**AIM 1:** For the passage on environment in confrontations, decide whether each statement agrees with it: (a) Lincoln accepted his adversary's first challenge to fight. (b) Lincoln let his adversary choose the place of the fight. (c) The curriculum gives as much time to the "how" of a specific attack as to the "how" of the defense. Answer yes or no for each, quoting the deciding words.
**AIM 2:** Continue the passage on environment in confrontations, starting right after its last sentence.

**DOCUMENT EXTRACT:**
══════════════════════════════

As I stated previously, it was partially the work on PSYCHOLOGY OF CONFRONTATION THEORY, that made him consider "enviroment" as a significant component in all confrontations. 

Parker in an effort to illustrate the importance of environment told me a story about an adversary of pre-president Abraham Lincoln who was always challenging him to fight. Lincoln always turned him down. Then one day after much persistence and insistence on a fight, Lincoln observed that his challenger was only about 5'11'' in height. As most know, Lincoln was well over 6 feet tall. So finally Lincoln said, "I'll fight you if I can pick the place and you can pick the time." His adversary seeing satisfaction within his reach agreed quickly. So Lincoln said, "I'll meet you at the river outside of town in 6 feet of water. What time do you want me there?" 

"In our curriculum the specific clues are taught as a part of the pre-assault and subsequent physical attack. Thus students, (who aren't thugs or "street wise") are taught "how" the element thinks, reacts, their body language, physical methodologies, etc. that initiate assaults, and them the ability to recognize them in advance and take preparatory measures to either avoid the assault when possible, or physically prepare and deal with the "challenge" when it is unavoidable. We spend as much time on the "how" of a specific attack, as we do the "how" of the defense."

══════════════════════════════

Position annotation records
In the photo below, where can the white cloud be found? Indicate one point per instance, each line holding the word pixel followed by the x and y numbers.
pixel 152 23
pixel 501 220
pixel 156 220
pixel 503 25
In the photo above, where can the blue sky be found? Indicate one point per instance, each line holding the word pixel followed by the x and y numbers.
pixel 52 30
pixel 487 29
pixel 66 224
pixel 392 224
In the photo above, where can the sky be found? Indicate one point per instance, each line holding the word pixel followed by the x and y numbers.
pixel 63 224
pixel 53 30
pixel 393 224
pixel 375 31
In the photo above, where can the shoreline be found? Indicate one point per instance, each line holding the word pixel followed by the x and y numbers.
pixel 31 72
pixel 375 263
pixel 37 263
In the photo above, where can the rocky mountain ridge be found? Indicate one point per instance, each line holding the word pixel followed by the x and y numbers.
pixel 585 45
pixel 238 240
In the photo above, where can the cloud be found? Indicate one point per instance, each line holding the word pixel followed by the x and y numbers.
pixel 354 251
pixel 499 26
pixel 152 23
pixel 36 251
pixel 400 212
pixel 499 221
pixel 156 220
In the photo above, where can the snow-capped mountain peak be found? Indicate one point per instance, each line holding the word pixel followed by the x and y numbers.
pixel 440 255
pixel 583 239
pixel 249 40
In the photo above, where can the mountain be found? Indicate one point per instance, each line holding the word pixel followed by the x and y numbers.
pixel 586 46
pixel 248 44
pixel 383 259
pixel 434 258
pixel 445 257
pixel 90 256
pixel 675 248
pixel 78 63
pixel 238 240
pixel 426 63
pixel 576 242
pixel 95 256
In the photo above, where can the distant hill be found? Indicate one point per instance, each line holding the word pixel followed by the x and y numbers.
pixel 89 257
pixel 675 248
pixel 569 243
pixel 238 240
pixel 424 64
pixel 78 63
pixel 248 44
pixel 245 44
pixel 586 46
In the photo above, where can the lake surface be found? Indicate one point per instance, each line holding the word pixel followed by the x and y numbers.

══════════════════════════════

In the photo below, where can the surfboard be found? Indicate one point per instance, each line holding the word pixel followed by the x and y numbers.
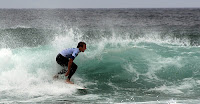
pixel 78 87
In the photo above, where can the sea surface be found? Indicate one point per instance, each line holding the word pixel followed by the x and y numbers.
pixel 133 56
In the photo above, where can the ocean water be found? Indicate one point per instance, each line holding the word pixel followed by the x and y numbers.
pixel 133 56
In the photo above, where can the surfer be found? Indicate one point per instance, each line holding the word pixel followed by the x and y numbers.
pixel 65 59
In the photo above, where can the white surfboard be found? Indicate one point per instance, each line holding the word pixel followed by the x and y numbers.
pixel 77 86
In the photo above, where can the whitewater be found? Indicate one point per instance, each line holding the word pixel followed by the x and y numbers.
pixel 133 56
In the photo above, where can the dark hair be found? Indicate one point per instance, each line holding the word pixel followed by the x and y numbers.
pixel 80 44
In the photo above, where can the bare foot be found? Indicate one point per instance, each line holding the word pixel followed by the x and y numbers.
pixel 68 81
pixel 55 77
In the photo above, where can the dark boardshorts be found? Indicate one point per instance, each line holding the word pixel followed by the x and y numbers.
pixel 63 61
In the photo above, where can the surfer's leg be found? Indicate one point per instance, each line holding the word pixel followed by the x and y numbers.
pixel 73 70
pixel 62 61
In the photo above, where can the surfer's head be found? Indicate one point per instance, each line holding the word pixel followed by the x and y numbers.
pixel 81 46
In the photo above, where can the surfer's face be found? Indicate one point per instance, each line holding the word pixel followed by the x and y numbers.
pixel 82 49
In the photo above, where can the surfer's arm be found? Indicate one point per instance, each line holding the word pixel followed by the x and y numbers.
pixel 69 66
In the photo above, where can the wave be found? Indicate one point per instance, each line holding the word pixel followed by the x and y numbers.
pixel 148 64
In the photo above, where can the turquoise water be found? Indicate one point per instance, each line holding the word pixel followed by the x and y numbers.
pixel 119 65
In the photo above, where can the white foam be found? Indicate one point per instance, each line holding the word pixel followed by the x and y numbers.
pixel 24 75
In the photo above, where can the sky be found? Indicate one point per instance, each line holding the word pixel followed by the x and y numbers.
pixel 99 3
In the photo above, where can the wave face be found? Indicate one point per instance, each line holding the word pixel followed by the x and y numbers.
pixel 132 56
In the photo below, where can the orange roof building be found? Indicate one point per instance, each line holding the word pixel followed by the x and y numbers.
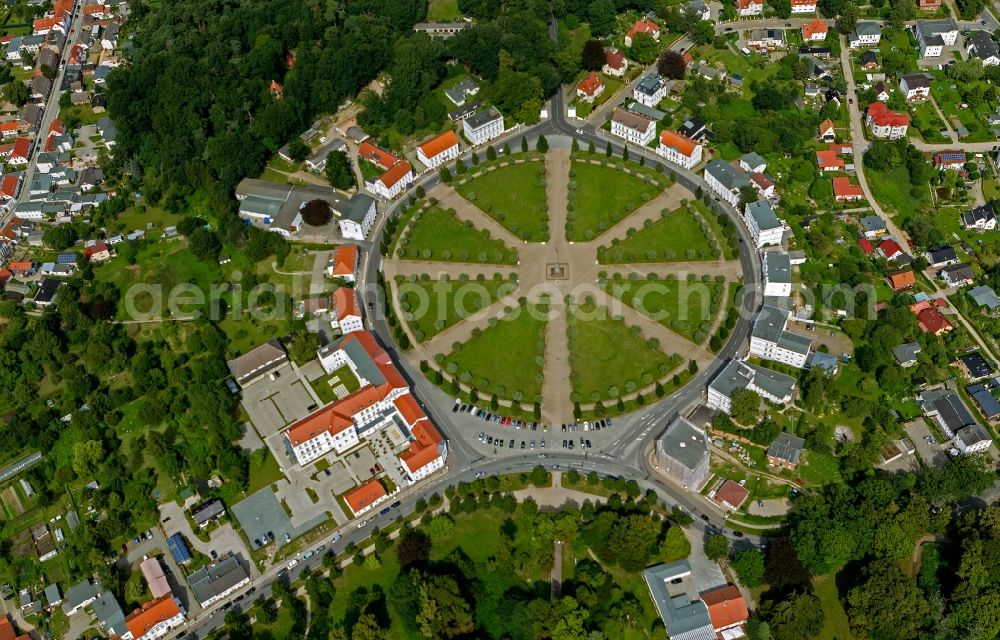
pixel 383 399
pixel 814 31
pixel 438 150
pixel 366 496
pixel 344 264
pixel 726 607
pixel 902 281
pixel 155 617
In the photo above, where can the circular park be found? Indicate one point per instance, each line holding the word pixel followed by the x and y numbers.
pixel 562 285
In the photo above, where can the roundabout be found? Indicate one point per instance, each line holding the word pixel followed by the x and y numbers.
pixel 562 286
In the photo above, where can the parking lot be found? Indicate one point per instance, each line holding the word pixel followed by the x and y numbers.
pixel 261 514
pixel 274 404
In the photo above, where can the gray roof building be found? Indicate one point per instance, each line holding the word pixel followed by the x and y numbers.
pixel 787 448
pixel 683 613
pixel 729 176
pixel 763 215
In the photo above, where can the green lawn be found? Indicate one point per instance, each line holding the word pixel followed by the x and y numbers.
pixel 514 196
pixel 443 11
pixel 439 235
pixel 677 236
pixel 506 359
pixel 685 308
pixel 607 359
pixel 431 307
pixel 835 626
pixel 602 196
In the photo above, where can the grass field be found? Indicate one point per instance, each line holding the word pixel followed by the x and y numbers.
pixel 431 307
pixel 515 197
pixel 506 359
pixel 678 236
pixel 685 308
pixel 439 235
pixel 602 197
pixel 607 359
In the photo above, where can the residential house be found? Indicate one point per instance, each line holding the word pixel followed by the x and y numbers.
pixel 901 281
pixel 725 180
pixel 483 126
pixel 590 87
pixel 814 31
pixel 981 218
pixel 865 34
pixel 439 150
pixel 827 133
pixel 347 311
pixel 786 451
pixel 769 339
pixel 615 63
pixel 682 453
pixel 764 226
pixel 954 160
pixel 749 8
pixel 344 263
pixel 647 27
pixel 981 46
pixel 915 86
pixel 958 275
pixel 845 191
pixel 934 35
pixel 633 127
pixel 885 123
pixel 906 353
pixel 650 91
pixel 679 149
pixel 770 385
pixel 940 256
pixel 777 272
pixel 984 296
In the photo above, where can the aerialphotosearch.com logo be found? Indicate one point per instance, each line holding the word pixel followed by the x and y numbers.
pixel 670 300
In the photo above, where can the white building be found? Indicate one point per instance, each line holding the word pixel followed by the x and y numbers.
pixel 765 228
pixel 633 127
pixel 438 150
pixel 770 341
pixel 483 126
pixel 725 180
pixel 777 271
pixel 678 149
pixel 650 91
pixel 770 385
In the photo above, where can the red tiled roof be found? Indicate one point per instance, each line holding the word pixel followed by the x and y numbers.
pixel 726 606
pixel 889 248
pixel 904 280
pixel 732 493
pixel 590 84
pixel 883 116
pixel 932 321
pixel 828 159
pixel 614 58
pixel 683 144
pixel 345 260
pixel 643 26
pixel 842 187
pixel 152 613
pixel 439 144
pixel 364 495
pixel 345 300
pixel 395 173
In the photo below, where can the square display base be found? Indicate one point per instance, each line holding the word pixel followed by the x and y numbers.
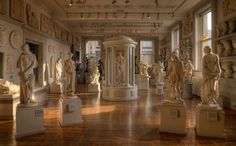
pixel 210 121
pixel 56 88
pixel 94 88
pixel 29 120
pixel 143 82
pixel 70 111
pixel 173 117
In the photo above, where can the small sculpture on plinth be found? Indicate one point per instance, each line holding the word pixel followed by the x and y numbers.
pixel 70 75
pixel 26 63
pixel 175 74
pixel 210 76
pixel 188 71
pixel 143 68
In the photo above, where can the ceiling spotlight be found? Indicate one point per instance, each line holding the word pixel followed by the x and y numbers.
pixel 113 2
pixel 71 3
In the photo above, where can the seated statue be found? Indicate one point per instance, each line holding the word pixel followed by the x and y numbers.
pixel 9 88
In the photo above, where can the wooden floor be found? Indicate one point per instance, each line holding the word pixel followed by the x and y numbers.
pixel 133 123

══════════════════════════════

**EXERCISE ANSWER 1:**
(a) No: "Lincoln always turned him down."
(b) No: "I'll fight you if I can pick the place and you can pick the time."
(c) Yes: "We spend as much time on the "how" of a specific attack, as we do the "how" of the defense."

**EXERCISE ANSWER 2:**
----------



## mj-hi-yah

Doc said:
			
		

> Parker in an effort to illustrate the importance of environment told me a story about an adversary of pre-president Abraham Lincoln who was always challenging him to fight. Lincoln always turned him down. Then one day after much persistence and insistence on a fight, Lincoln observed that his challenger was only about 5'11'' in height. As most know, Lincoln was well over 6 feet tall. So finally Lincoln said, "I'll fight you if I can pick the place and you can pick the time." His adversary seeing satisfaction within his reach agreed quickly. So Lincoln said, "I'll meet you at the river outside of town in 6 feet of water. What time do you want me there?"


Doc,

 This is a great story!  It seems that most martial arts schools don't take environment into consideration when training.  At our school we train on nice flat mats and in very good lighting. There are no extra background noises or other distractions.  To me there is no reality here.  In a real fight the terrain will most likely be uneven, and there will be lots of obstacles to get around...cars, trees, furniture, maybe other people etc., and lots of background noises and other distractions.  

Do you train students in your school under different environmental conditions?  Do you think this is important, and if so do you have any suggestions for how to bring more environmental reality to training?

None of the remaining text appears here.